> **Problem requirements**
Report each line in the entries below that contains the word "pool", copying every such line in full.

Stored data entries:
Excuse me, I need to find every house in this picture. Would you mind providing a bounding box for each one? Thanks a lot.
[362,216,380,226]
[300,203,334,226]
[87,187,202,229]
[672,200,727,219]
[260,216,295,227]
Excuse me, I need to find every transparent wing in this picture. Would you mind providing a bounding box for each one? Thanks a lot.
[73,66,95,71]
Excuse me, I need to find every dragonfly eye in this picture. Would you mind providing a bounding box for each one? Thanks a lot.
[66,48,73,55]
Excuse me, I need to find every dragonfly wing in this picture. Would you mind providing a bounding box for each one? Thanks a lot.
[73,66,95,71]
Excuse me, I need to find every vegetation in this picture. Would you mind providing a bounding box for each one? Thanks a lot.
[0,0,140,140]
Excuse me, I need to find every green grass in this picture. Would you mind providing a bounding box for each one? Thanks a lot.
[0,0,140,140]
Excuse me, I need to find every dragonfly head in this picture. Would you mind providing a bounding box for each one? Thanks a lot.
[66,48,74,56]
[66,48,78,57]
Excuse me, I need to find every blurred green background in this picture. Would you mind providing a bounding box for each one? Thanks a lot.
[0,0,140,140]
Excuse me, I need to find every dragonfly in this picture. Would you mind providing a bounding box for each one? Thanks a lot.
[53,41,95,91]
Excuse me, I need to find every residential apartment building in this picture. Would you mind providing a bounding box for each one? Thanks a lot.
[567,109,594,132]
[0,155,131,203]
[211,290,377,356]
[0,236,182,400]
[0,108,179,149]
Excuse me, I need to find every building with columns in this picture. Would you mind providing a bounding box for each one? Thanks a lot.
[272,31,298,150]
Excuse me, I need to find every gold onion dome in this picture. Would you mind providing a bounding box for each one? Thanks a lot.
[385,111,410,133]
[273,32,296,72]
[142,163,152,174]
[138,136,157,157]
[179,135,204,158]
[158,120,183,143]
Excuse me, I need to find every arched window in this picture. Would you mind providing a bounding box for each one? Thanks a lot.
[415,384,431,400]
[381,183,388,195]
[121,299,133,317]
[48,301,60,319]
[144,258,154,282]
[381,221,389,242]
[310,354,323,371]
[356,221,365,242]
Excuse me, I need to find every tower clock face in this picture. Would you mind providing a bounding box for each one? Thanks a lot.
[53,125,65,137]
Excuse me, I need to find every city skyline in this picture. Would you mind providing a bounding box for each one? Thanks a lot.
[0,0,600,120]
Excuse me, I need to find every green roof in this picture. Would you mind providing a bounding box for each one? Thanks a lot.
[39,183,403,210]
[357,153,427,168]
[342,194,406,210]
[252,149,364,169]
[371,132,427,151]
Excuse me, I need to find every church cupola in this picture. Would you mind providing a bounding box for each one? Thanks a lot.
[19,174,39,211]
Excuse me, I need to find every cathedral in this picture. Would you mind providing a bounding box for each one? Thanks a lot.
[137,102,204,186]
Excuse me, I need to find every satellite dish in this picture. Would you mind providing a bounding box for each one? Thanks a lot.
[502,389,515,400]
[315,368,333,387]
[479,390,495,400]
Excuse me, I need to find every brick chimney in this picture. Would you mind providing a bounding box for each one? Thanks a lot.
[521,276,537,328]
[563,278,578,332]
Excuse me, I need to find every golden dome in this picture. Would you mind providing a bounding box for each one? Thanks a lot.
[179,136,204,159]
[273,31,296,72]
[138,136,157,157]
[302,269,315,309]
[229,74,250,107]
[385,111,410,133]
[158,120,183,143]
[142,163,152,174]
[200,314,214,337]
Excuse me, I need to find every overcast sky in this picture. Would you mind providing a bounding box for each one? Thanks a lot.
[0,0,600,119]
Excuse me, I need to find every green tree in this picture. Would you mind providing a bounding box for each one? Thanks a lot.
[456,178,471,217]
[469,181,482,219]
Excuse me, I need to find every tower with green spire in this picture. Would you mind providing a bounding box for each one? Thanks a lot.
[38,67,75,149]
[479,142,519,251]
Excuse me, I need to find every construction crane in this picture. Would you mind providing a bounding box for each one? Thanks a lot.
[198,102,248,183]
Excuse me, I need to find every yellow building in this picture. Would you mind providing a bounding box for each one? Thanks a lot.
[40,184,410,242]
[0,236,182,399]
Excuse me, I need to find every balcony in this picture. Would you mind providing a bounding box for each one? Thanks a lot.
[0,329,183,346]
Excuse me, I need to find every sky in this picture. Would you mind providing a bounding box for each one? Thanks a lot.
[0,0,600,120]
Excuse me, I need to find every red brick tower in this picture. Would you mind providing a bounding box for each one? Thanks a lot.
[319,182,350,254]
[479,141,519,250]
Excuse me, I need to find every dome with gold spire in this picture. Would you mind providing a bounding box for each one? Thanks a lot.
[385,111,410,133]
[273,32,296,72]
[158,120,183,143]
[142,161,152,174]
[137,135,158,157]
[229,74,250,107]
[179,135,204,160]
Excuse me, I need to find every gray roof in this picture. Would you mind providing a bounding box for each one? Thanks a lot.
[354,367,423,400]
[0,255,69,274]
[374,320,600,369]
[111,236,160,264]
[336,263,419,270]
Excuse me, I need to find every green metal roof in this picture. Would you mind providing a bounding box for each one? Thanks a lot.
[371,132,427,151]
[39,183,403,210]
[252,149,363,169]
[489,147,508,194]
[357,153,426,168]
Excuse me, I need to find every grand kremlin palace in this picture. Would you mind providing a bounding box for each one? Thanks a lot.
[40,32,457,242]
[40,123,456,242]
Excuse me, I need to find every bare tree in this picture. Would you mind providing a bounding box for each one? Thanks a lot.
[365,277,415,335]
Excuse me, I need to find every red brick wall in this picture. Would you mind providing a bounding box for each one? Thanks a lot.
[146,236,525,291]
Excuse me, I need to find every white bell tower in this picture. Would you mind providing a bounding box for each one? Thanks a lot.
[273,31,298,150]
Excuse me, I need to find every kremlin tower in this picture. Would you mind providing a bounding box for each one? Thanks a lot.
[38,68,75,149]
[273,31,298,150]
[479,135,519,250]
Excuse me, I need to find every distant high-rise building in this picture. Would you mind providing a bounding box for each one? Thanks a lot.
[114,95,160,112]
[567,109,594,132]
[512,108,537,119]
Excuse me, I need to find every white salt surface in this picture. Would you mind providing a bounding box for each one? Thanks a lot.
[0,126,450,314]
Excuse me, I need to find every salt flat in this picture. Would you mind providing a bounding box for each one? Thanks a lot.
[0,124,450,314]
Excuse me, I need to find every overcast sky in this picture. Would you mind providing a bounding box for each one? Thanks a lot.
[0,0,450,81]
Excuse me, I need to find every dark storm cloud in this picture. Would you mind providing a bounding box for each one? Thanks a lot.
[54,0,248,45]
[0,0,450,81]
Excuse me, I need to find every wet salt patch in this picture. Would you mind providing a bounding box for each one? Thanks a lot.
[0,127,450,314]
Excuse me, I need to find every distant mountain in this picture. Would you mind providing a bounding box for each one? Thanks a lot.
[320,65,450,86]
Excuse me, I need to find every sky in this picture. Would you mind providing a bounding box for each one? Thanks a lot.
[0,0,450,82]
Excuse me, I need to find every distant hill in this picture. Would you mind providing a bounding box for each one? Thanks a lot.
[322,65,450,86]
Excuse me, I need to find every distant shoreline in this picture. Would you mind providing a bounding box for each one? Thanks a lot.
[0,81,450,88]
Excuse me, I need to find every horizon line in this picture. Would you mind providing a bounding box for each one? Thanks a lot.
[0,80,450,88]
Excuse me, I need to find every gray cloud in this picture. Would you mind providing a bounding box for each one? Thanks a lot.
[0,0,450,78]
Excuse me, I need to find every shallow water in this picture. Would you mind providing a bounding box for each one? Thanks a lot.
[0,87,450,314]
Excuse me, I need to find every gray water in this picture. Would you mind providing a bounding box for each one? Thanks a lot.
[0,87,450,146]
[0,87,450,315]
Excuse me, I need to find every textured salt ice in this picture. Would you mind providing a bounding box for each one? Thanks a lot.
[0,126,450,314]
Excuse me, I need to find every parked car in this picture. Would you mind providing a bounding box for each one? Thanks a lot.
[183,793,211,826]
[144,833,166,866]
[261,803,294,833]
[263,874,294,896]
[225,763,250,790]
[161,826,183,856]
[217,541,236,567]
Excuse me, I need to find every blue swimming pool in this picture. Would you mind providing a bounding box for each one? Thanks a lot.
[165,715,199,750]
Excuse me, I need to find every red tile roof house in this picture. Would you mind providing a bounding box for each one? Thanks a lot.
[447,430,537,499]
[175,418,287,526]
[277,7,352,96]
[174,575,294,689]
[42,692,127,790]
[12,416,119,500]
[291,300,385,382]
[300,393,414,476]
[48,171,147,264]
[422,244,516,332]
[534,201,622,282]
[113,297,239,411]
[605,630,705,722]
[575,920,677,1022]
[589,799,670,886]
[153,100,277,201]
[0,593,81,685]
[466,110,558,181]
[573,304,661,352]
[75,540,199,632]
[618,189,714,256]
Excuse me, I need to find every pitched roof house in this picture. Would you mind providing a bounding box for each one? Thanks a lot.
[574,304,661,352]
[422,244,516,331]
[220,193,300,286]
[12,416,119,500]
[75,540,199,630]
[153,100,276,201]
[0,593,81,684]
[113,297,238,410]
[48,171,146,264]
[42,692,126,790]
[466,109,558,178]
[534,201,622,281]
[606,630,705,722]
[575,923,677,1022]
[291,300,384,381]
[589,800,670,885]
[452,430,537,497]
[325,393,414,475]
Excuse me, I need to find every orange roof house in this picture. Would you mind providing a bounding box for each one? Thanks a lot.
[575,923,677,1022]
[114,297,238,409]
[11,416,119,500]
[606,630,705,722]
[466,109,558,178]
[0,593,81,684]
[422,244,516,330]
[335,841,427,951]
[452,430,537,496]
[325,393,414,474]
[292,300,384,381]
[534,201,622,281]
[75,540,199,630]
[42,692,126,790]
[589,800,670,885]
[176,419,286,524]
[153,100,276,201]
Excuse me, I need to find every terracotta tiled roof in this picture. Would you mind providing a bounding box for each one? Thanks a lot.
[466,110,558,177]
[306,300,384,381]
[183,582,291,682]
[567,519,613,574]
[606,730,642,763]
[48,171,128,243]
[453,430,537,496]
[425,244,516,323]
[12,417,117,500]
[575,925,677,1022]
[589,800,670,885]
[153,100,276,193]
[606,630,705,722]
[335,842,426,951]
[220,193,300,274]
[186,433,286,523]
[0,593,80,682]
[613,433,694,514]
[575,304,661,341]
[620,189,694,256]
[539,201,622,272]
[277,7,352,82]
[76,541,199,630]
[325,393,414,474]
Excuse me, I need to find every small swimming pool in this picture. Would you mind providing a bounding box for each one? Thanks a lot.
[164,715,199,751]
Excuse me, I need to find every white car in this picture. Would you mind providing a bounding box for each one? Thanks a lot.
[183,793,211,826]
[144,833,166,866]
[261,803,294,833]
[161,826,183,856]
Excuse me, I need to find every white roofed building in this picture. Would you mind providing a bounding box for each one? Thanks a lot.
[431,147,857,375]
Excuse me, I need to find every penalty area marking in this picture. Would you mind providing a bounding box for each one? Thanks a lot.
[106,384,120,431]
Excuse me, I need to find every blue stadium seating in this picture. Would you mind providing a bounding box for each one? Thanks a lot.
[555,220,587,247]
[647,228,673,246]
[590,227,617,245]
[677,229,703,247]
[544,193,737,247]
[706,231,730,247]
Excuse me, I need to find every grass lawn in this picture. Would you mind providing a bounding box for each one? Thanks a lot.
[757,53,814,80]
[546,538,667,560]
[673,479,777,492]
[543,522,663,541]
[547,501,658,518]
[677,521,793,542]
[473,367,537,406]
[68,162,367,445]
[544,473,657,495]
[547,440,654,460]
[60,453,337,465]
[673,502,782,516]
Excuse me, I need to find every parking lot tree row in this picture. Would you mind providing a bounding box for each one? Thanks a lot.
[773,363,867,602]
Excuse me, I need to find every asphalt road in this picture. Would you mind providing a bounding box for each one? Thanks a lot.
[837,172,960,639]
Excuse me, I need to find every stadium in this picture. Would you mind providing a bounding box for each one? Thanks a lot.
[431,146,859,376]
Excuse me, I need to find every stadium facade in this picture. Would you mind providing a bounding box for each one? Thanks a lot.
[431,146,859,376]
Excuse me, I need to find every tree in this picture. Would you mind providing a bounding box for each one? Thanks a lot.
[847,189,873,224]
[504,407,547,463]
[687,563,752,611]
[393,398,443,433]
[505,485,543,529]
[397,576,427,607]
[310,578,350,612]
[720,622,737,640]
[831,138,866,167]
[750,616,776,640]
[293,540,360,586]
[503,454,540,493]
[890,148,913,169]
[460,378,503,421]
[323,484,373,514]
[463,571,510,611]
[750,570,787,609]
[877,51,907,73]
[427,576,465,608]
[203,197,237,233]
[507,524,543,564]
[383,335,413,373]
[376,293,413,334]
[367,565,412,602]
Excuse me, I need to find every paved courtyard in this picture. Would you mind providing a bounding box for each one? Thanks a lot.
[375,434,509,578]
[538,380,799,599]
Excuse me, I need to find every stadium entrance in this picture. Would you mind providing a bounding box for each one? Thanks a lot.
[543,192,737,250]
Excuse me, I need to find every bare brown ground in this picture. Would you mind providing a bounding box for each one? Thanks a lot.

> **Solution to this exercise**
Excuse me, I need to find every blue swimming pool in this picture. Would you mind providing a bounding box for each one? Thanks a lot.
Excuse me, I need to find every small swimming pool in this picture. Would you mind providing a bounding box for each one? Thanks a lot.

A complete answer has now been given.